201505928/1/A3.
Datum uitspraak: 13 april 2016
AFDELING
BESTUURSRECHTSPRAAK
Uitspraak op het hoger beroep van:
[appellante], wonend te Zetten, gemeente Overbetuwe,
tegen de uitspraak van de rechtbank Gelderland van 16 juni 2015 in zaak nr. 14/8175 in het geding tussen:
[appellante]
en
het college van burgemeester en wethouders van Overbetuwe.
Procesverloop
Bij besluit van 14 mei 2014 heeft het college op grond van de Wet openbaarheid van bestuur (hierna: Wob) informatie openbaar gemaakt over een zogenoemde Mulderbeschikking dan wel transactievoorstel betreffende kenteken […].
Bij besluit van 14 oktober 2014 heeft het college het door [appellante] daartegen gemaakte bezwaar gegrond verklaard en proceskosten vergoed tot een bedrag van € 243,50.
Bij uitspraak van 16 juni 2015 heeft de rechtbank het door [appellante] daartegen ingestelde beroep niet-ontvankelijk verklaard. Deze uitspraak is aangehecht.
Tegen deze uitspraak heeft [appellante] hoger beroep ingesteld.
Het college heeft een verweerschrift ingediend.
De zaak is door een meervoudige kamer van de Afdeling verwezen naar een enkelvoudige.
De Afdeling heeft de zaak ter zitting behandeld op 19 januari 2016, waar [appellante], vertegenwoordigd door mr. J.C.L.M.A. van Gemert, werkzaam bij Salus Juristen, en het college, vertegenwoordigd door M. Wolters, werkzaam bij de gemeente, zijn verschenen.
Overwegingen
1. Ingevolge artikel 8:24, eerste lid, van de Algemene wet bestuursrecht (hierna: Awb) kunnen partijen zich laten bijstaan of door een gemachtigde laten vertegenwoordigen.
Ingevolge het tweede lid kan de bestuursrechter van een gemachtigde een schriftelijke machtiging verlangen.

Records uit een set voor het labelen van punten
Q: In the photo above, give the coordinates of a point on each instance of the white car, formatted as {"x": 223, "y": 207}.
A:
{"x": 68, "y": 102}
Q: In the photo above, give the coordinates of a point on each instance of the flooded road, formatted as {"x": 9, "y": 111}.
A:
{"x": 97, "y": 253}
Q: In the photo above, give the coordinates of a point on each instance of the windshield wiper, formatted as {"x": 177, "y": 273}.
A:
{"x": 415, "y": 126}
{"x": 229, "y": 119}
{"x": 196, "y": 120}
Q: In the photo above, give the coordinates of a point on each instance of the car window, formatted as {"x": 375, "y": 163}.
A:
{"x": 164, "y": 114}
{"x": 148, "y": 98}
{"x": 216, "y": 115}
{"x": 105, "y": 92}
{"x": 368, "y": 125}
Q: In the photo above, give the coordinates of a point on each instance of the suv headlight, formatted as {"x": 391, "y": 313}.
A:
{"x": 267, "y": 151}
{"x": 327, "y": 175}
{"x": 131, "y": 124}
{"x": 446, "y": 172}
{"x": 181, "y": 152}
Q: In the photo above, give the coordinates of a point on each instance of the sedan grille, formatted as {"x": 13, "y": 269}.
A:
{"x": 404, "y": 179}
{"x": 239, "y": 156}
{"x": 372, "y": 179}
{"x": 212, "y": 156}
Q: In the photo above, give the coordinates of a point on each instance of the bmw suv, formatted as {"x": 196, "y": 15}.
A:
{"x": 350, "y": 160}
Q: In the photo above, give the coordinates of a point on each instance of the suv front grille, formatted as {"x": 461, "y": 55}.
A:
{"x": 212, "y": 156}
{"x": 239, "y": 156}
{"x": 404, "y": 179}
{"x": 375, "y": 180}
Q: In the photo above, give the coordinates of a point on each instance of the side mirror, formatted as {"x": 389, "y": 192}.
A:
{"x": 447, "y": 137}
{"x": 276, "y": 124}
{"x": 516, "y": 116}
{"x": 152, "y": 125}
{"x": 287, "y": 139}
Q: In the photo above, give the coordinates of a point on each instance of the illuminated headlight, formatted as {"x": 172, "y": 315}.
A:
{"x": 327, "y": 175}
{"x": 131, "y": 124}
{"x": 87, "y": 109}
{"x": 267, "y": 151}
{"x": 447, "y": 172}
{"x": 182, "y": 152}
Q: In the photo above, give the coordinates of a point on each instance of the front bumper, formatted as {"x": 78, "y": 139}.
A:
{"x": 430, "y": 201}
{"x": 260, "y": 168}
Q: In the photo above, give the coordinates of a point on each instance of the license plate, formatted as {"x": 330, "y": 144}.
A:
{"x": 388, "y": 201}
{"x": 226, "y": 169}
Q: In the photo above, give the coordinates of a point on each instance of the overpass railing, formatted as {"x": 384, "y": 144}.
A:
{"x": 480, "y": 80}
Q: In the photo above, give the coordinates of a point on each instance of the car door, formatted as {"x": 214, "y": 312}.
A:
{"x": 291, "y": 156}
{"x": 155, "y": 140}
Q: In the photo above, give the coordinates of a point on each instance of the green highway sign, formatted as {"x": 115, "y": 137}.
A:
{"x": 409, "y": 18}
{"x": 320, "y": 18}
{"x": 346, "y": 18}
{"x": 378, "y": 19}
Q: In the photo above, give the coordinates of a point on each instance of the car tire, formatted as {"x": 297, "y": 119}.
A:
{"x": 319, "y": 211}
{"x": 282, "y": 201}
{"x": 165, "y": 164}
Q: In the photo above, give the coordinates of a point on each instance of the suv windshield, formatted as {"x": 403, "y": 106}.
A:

→ **OPDRACHTEN**:
1) Op welke datum heeft de Afdeling de zaak volgens het tekstfragment ter zitting behandeld?
2) Schrijf het deel van het tekstfragment tussen "Het college heeft" en "schriftelijke machtiging verlangen.", beide inbegrepen, woordelijk over.

→ **ANTWOORDEN**:
1) 19 januari 2016

2)
Het college heeft een verweerschrift ingediend.
De zaak is door een meervoudige kamer van de Afdeling verwezen naar een enkelvoudige.
De Afdeling heeft de zaak ter zitting behandeld op 19 januari 2016, waar [appellante], vertegenwoordigd door mr. J.C.L.M.A. van Gemert, werkzaam bij Salus Juristen, en het college, vertegenwoordigd door M. Wolters, werkzaam bij de gemeente, zijn verschenen.
Overwegingen
1. Ingevolge artikel 8:24, eerste lid, van de Algemene wet bestuursrecht (hierna: Awb) kunnen partijen zich laten bijstaan of door een gemachtigde laten vertegenwoordigen.
Ingevolge het tweede lid kan de bestuursrechter van een gemachtigde een schriftelijke machtiging verlangen.